## Information provided
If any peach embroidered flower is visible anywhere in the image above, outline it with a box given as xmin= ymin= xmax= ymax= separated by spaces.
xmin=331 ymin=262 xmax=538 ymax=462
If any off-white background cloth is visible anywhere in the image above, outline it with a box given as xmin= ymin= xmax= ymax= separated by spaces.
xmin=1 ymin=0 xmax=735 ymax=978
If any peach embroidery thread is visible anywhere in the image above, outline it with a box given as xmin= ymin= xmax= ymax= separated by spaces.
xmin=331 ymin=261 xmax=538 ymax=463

---

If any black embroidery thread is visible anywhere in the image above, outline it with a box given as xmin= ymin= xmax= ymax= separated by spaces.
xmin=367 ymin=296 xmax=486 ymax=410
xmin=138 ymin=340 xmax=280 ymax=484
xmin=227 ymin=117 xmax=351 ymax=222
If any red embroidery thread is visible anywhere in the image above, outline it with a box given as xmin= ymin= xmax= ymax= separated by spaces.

---

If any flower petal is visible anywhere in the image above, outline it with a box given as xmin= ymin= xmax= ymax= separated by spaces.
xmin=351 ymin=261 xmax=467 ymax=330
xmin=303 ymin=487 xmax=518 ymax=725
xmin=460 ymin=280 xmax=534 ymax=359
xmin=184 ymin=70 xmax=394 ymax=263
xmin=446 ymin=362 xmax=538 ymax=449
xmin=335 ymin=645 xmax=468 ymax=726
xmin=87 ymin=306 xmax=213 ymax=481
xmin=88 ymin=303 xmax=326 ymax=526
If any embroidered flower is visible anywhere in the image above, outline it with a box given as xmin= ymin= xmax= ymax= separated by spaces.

## Task
For the material above, reproduce exactly the lines from the line with "If any flower" to the line with "If any embroidered", inclusive, and exclude all others.

## Completed task
If any flower petal is visible anywhere in the image above, outline it with a box given as xmin= ymin= xmax= ymax= separated by spaces.
xmin=351 ymin=261 xmax=467 ymax=330
xmin=303 ymin=487 xmax=518 ymax=725
xmin=460 ymin=280 xmax=534 ymax=359
xmin=184 ymin=70 xmax=394 ymax=263
xmin=446 ymin=362 xmax=538 ymax=449
xmin=335 ymin=645 xmax=468 ymax=726
xmin=87 ymin=306 xmax=213 ymax=481
xmin=88 ymin=303 xmax=326 ymax=526
If any embroidered flower is visible anywhere in the image above, outline it with a box given as xmin= ymin= xmax= ymax= separated by spaces.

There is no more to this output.